▶ EXTRATO DA PÁGINA
____________________

Acórdão do Tribunal da Relação de Lisboa
Processo:
38130/11.0YYLSB-A.L1-6
Relator: CARLOS M. G. DE MELO MARINHO
Descritores: PRAZO DE PRESCRIÇÃO
PRESCRIÇÃO DE CRÉDITOS
SENTENÇA CONDENATÓRIA
TELECOMUNICAÇÕES
Nº do Documento: RL
Data do Acordão: 02/14/2013
Votação: UNANIMIDADE
Texto Integral: S
Meio Processual: APELAÇÃO
Decisão: IMPROCEDENTE
Sumário: 1. Transitada em julgado sentença que reconheça crédito emergente de contrato de prestação de serviço de telecomunicações móveis, deve considerar-se que a ulterior execução da aludida decisão judicial não tem que ocorrer no prazo de seis meses, sob pena de prescrição;
2. Quando, no n.º 1 do art. 10.º da Lei n.º 23/96, de 26 de Julho, se faz menção ao «direito ao recebimento do preço do serviço prestado» está-se a referir o direito não reconhecido por sentença já que, proferida esta, transmuta-se a realidade e o direito não se encontra já perante a indefinição da opção pela tutela judicial, antes se mostra brandido e reconhecido.
3. O longo prazo de prescrição aplicável (de vinte anos, face ao disposto no art. 309.º do Código Civil) atende, manifestamente, à segurança e à «vis» reforçada do meio de afirmação do direito, ao desaparecimento das finalidades que sustentavam a atribuição de um curto prazo prescricional, particularmente da de proteger o utente do serviço ou consumidor da inércia e consequente indefinição emergente da inação temporalmente dilatada ao nível da reclamação do Direito.

____________________

Indique se cada afirmação concorda com o acórdão, respondendo sim ou não e citando as palavras decisivas: 1. A decisão foi tomada por unanimidade. 2. Depois de transitada em julgado a sentença, a execução tem de ocorrer no prazo de seis meses. 3. O prazo de prescrição aplicável é de dez anos. As linhas não têm relação com o acórdão.

▶ BLOCO DE DADOS
____________________

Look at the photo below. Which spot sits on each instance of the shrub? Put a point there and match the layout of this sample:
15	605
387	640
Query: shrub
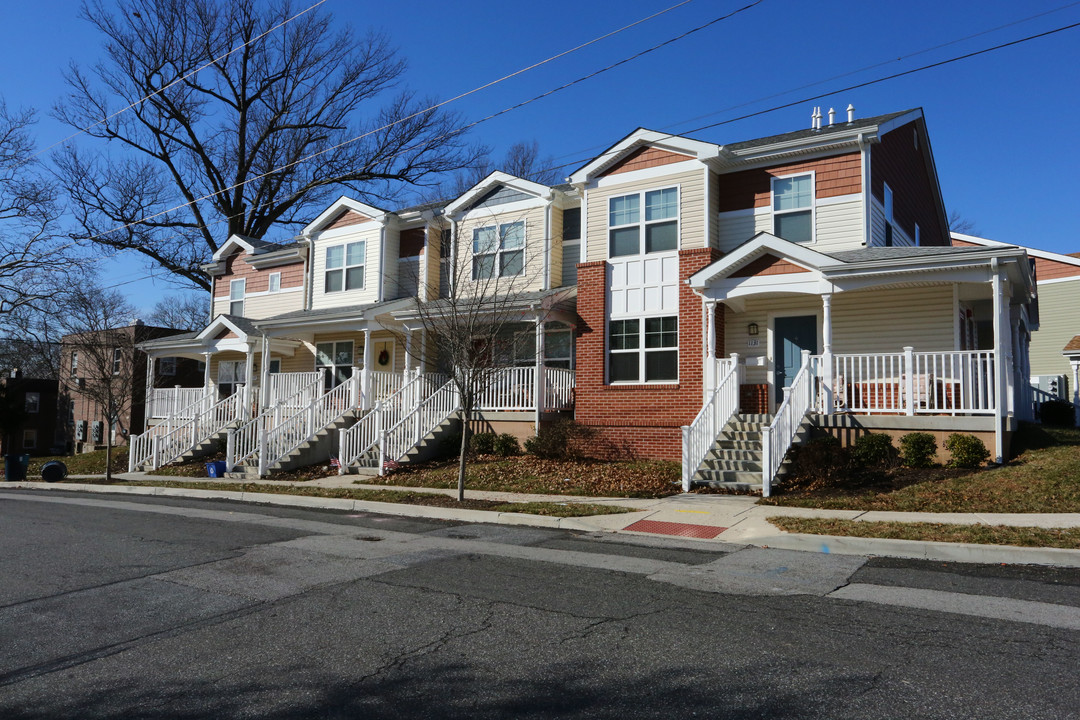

____________________

▶ RESULTADO DA TAREFA
1. Sim: "Votação: UNANIMIDADE".
2. Não: "não tem que ocorrer no prazo de seis meses".
3. Não: "de vinte anos".